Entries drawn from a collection

----------

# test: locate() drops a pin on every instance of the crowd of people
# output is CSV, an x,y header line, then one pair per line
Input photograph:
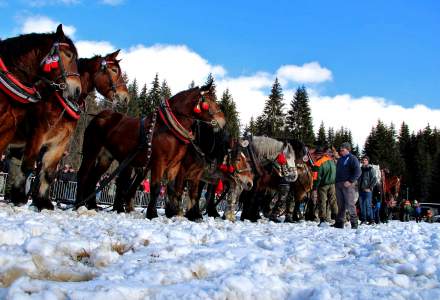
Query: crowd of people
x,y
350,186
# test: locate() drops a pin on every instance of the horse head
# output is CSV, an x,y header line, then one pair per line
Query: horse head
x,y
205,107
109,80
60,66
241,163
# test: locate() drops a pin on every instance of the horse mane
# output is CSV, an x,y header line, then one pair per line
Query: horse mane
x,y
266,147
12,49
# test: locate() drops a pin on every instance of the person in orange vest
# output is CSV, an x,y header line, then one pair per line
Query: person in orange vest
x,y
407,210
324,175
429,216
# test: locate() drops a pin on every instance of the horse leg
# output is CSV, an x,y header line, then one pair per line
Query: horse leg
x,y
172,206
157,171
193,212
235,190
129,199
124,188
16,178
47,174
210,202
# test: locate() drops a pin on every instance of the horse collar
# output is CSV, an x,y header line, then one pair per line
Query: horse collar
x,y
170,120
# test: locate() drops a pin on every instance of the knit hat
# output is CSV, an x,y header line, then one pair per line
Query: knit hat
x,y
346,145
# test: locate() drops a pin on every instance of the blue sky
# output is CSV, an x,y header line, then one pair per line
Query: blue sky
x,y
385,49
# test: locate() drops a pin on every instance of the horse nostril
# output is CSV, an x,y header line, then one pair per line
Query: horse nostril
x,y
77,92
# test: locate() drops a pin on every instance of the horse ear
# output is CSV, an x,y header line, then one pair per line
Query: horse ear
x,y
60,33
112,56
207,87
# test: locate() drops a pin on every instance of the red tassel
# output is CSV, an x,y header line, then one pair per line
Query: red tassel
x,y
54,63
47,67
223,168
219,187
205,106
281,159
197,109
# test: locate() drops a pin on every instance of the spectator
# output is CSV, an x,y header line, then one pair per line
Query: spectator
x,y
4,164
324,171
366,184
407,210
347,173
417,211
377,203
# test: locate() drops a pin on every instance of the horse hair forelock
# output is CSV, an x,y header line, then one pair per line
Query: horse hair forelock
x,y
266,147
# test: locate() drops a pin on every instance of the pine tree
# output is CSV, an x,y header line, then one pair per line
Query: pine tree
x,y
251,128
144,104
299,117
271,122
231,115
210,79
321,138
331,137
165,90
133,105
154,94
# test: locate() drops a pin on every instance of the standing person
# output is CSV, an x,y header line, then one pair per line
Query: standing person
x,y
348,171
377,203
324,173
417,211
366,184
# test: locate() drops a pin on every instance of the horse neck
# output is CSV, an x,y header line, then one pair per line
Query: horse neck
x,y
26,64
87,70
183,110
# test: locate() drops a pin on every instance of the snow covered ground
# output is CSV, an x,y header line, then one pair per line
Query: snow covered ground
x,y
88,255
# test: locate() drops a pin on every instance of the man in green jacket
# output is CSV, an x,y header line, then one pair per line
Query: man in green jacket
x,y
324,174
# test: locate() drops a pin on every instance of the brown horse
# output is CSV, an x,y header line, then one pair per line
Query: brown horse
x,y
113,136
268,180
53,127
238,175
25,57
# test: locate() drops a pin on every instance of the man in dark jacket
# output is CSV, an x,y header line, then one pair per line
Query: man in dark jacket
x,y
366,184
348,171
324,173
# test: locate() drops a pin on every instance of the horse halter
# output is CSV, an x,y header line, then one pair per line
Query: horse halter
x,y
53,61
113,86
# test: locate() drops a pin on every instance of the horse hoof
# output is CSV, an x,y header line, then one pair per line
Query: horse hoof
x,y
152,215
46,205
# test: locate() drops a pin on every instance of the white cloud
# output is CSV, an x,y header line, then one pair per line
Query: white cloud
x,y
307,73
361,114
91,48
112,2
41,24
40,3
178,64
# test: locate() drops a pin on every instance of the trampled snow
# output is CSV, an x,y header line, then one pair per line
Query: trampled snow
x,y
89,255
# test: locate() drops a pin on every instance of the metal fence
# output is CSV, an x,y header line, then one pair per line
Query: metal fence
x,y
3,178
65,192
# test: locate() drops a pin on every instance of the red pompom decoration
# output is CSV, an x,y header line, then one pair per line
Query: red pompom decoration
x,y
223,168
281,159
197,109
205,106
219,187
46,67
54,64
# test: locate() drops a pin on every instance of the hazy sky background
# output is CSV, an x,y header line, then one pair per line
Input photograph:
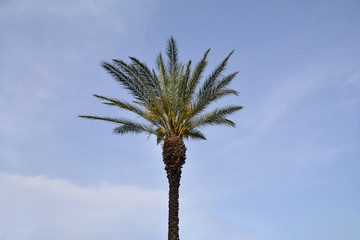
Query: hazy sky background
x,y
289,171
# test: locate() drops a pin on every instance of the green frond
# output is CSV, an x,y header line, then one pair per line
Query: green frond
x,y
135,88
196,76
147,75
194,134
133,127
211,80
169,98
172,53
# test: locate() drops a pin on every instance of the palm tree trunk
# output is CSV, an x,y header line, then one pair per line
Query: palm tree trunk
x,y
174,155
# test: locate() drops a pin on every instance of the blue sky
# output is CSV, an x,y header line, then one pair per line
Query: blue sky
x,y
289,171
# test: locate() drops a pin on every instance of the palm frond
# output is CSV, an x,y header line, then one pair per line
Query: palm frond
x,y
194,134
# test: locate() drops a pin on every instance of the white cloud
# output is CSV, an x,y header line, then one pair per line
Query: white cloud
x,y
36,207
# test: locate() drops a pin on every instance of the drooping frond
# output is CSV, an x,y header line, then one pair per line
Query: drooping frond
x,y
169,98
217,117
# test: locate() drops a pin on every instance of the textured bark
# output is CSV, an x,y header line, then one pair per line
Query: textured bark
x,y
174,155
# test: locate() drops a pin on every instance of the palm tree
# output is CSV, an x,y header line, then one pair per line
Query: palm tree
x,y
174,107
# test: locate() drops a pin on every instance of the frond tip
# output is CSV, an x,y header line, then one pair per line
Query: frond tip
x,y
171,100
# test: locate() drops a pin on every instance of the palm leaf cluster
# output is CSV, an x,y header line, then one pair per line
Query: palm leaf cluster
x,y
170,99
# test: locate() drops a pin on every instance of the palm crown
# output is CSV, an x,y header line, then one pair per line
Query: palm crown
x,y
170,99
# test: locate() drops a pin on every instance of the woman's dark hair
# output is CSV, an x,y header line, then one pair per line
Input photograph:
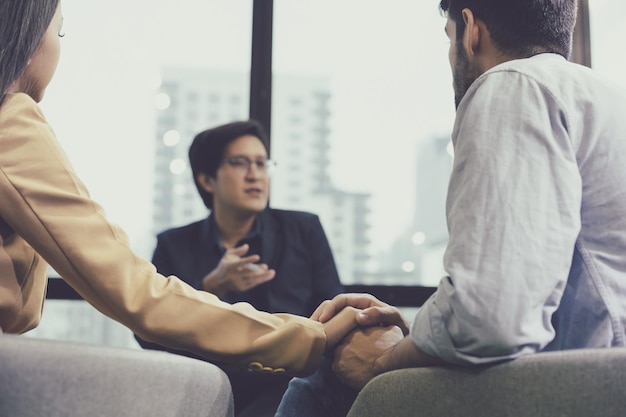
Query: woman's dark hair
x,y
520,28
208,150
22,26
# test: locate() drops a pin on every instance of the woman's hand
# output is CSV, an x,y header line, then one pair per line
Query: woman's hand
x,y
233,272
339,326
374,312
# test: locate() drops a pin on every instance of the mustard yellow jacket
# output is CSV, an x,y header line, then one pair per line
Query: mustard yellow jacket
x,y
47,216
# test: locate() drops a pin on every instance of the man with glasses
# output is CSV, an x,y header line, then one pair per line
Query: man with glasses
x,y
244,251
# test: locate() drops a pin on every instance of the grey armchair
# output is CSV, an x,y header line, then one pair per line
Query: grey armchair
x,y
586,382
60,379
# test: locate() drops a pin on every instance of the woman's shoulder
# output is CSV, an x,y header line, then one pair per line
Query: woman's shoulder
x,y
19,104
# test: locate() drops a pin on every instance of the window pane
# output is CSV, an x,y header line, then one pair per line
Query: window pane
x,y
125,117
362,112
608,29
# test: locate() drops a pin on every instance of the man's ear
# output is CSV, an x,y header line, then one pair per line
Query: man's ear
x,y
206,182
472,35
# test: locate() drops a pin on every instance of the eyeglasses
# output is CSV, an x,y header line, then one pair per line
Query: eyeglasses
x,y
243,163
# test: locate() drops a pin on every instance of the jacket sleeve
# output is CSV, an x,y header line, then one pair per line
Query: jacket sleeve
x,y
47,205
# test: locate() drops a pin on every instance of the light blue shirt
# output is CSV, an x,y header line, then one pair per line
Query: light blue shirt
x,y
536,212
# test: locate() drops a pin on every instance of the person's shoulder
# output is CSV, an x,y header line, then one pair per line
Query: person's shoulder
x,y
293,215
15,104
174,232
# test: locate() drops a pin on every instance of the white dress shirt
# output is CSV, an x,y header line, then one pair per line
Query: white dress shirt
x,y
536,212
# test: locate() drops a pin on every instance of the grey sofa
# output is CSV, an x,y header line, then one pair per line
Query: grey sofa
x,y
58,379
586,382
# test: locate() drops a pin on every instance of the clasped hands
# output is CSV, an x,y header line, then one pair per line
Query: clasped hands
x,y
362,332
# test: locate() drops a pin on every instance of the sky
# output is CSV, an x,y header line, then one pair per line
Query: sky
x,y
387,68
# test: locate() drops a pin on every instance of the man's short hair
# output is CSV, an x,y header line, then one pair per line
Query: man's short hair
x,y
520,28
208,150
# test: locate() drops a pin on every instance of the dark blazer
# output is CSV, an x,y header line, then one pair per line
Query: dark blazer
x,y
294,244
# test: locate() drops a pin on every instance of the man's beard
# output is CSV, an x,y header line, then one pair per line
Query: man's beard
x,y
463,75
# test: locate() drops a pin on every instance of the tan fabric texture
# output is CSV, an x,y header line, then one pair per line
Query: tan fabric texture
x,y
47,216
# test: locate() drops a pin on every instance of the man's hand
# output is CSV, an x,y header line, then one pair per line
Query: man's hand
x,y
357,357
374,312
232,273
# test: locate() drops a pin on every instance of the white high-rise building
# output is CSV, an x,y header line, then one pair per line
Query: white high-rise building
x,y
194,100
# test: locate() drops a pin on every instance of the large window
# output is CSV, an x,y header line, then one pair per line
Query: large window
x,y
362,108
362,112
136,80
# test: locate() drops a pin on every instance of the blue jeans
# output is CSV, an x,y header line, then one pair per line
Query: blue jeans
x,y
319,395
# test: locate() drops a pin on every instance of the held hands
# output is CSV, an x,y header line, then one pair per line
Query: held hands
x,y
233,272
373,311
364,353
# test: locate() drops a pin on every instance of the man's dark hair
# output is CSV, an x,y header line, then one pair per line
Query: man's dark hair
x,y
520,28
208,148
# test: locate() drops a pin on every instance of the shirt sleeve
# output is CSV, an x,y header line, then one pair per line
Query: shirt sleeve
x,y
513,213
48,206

----------

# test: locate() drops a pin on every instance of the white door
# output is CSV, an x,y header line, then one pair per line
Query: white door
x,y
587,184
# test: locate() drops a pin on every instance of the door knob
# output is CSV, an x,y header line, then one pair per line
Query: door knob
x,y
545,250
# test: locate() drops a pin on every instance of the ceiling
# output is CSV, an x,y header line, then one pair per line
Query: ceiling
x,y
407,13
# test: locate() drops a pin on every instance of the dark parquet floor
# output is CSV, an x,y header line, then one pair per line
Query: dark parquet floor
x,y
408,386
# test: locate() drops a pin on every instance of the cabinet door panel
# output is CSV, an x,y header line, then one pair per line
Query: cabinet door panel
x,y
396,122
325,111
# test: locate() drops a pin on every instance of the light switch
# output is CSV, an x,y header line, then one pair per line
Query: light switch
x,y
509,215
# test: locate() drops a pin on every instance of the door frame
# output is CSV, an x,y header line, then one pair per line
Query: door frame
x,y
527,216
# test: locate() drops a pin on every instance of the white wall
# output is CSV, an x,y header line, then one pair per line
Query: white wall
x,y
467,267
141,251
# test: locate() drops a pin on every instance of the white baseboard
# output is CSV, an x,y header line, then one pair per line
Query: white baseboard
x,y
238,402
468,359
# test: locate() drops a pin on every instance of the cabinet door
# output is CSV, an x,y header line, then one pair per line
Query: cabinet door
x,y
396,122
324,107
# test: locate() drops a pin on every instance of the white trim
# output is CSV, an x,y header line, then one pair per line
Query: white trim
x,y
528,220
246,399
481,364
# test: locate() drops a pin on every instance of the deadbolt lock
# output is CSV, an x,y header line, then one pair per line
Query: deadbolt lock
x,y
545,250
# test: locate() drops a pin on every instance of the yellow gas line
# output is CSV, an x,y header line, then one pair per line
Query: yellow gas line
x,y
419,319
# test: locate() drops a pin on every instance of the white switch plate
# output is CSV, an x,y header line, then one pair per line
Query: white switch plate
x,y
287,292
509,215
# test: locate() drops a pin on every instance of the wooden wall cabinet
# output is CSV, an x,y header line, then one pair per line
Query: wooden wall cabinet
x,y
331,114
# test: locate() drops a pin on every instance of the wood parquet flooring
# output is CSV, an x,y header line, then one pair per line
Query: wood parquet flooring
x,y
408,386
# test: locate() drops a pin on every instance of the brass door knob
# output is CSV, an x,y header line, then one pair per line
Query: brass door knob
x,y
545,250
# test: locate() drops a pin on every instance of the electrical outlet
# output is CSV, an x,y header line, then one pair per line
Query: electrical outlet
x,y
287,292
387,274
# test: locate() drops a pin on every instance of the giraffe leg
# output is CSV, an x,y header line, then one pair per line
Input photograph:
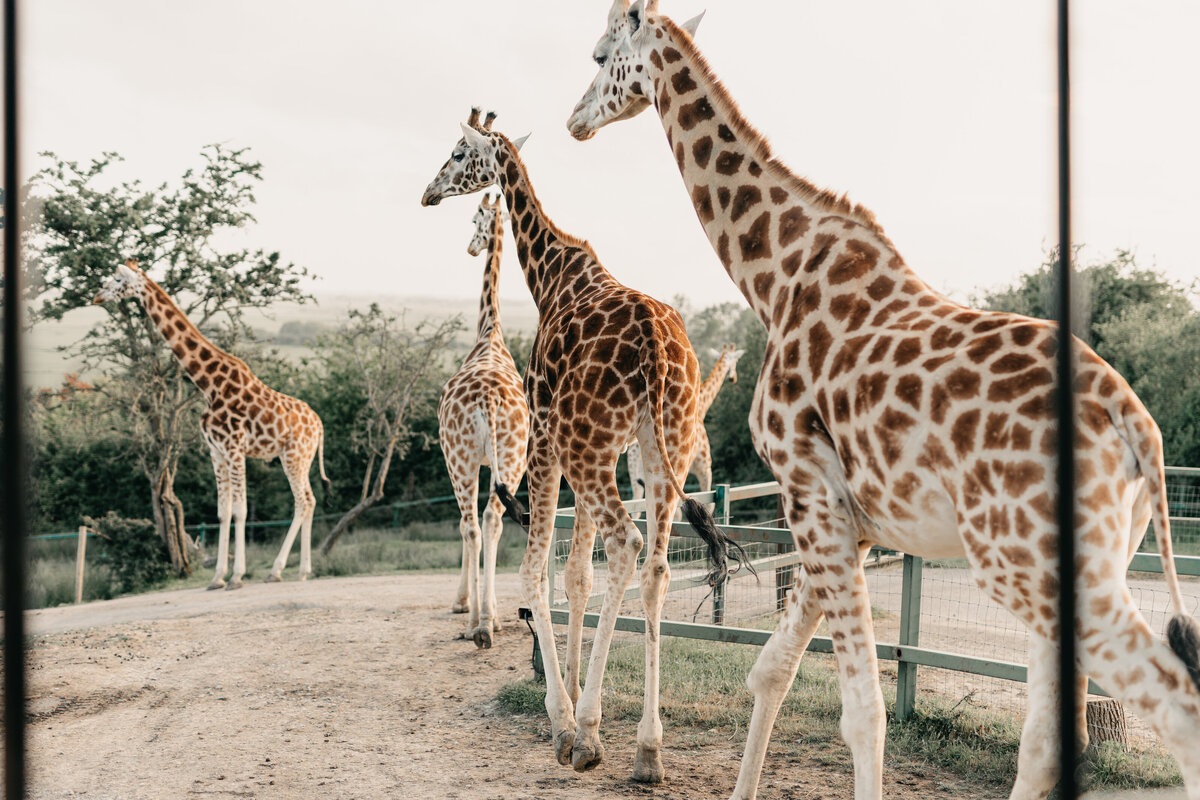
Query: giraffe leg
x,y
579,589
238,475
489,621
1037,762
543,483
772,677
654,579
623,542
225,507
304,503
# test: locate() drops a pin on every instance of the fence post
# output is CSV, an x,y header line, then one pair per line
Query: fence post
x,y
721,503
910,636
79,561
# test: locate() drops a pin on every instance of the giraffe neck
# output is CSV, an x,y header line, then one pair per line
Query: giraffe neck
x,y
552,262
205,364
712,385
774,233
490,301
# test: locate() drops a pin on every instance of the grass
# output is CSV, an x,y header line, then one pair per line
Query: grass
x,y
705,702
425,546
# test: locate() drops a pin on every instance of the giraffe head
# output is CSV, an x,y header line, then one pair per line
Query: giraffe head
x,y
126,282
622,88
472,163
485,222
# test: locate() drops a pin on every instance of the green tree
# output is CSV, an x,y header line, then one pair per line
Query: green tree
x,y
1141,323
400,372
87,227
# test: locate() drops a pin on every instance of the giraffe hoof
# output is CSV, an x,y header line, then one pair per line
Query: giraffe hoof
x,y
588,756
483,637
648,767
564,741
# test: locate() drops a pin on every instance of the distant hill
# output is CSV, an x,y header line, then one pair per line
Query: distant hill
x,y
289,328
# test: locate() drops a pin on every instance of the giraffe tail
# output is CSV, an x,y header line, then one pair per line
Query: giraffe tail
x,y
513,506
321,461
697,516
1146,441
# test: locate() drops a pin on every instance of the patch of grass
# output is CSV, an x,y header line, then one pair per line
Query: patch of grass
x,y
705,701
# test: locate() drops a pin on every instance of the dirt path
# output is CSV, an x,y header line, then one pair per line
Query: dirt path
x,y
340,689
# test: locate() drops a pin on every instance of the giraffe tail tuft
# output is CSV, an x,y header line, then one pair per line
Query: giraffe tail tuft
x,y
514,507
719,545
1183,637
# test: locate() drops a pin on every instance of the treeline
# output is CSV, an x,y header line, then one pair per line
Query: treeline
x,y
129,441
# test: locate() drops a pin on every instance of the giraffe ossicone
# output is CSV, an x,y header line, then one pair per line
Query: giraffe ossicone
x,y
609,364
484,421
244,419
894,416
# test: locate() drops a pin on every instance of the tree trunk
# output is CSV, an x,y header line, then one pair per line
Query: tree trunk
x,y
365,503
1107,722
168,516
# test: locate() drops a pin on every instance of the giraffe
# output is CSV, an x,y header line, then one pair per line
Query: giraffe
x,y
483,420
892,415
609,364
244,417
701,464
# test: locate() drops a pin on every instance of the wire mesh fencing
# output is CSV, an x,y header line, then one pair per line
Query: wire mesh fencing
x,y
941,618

----------

• **SHORT TASK**
Show each line of the material that contains the word "blazer", copying every such line in full.

• **EXERCISE RESULT**
# test: locate() drops a pin on every instance of the dark blazer
Query: dark blazer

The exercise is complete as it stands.